Short exercise >>
Arrange every line of the records below as a Markdown table with two columns, Row and Record line, numbering the rows in order and skipping blank lines. Leave the pictures out of the table.

***

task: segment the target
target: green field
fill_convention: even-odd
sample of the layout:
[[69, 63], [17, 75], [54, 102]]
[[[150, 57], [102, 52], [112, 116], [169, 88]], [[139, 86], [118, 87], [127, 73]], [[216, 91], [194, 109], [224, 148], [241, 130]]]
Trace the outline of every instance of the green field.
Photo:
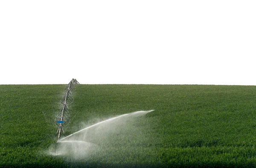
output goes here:
[[65, 86], [0, 85], [0, 167], [256, 167], [255, 86], [76, 85], [67, 135], [154, 110], [95, 130], [88, 141], [99, 149], [84, 157], [47, 152], [57, 129], [42, 112], [61, 107]]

***

Solution to this exercise >>
| Row | Record line |
|---|---|
| 1 | task: segment the target |
| 2 | target: green field |
| 3 | fill_convention: even-odd |
| 4 | sample of the layout: |
| 5 | [[69, 63], [17, 75], [54, 102]] |
| 6 | [[[150, 57], [102, 52], [112, 116], [169, 88]], [[139, 86], [118, 87], [127, 73]], [[216, 91], [194, 109], [224, 148], [241, 130]]] |
| 7 | Trace the outline of every instance of the green field. |
| 8 | Photo: |
| 9 | output goes here: |
| 10 | [[65, 86], [0, 85], [0, 167], [256, 167], [255, 86], [76, 85], [67, 135], [154, 110], [95, 130], [88, 141], [99, 149], [84, 157], [47, 152], [57, 129], [42, 112], [61, 107]] |